**Vorgegebener Text:**
Der Krise der traditionellen Industrie verdankte die SPD die maximale Mobilisierung ihrer verunsicherten Wähler. Das ist für immer dahin. Denn die SPD ist nicht mehr im vorpolitischen Raum verankert. Sie tritt nicht mehr als Gewerkschaftspartei auf, mit Multifunktionären in den Betriebsräten als Kümmerer vor Ort. Wenn sie es noch versucht, ist die Reichweite äußerst begrenzt. Der SPD ist die Milieuhaftung abhanden gekommen, sie ist den Lebensgefühlen ihrer Kernwähler entkoppelt. Sie ist keine Graswurzelpartei mehr, wie die CSU es in Bayern noch vorlebt. Die Reformagenda-Politik hat Sinnlöcher für die sozialdemokratischen Wähler hinterlassen. Ein Fünftel aller Mitglieder haben die SPD seit 1998 verlassen. In NRW ist die CDU mittlerweile die mitgliederstärkste Partei. Die SPD-Aktiven in NRW sind nach drei verlorenen Wahlen (Europawahl, Kommunalwahl, Landtagswahl) seit 2005 voller Depression für die anstehende Bundestagswahl. Da ist kein traditionelles „Herzkammer-Gefühl“ mehr zu wecken. Da haben die Erosions- und Entfremdungsprozesse langfristig die Kampagnenfähigkeit der SPD erschüttert.

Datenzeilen
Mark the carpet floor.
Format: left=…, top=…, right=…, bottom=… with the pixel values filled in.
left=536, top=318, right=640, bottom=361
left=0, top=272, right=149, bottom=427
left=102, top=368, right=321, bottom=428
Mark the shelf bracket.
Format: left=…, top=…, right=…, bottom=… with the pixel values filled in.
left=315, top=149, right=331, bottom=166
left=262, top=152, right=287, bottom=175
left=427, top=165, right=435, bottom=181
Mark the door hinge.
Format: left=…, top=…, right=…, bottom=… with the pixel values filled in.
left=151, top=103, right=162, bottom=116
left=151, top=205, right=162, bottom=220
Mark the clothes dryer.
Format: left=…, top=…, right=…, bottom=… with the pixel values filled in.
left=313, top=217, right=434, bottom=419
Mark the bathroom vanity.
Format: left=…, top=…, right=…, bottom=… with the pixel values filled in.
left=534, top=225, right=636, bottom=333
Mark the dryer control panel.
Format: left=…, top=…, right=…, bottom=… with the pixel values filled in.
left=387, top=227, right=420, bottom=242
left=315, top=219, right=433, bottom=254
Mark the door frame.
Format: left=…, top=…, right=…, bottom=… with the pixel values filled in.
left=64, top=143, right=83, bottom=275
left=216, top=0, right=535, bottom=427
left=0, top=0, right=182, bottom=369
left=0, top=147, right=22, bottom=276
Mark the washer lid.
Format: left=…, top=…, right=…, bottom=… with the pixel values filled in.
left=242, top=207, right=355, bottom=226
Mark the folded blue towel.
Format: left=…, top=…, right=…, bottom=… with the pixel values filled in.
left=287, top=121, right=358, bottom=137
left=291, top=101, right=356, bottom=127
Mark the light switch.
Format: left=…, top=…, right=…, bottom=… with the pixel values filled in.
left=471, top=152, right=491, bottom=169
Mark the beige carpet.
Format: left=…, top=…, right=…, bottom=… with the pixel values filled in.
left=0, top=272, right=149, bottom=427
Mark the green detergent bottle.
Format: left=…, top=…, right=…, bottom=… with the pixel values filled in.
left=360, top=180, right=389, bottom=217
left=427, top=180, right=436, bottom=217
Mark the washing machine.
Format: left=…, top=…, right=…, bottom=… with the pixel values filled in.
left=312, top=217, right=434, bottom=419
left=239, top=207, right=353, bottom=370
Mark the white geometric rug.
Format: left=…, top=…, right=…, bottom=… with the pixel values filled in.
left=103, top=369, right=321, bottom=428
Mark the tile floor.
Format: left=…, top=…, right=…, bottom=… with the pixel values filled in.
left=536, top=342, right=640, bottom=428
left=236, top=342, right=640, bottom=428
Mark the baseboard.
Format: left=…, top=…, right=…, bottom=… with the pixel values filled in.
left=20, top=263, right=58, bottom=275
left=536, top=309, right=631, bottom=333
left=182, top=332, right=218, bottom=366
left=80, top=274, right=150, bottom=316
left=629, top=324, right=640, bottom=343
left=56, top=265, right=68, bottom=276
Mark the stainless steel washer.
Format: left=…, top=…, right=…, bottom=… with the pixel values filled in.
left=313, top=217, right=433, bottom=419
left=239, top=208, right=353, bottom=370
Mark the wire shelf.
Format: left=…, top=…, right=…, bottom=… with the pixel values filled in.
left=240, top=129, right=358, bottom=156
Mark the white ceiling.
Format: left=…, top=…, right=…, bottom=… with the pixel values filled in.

**Schriftlicher Auftrag 1:**
Welche Partei ist laut dem Text über die SPD in NRW mittlerweile die mitgliederstärkste?
**Schriftlicher Auftrag 2:**
Kopiere aus der Auflistung alles von der Zeile mit „Mark the shelf bracket.“ bis hinunter zur Zeile mit „left=427, top=165, right=435, bottom=181“, beide Zeilen eingeschlossen.
Der Text und die Auflistung stehen in keinem Zusammenhang miteinander.

**Vollständige Antwort 1:**
Die CDU.

**Vollständige Antwort 2:**
Mark the shelf bracket.
Format: left=…, top=…, right=…, bottom=… with the pixel values filled in.
left=315, top=149, right=331, bottom=166
left=262, top=152, right=287, bottom=175
left=427, top=165, right=435, bottom=181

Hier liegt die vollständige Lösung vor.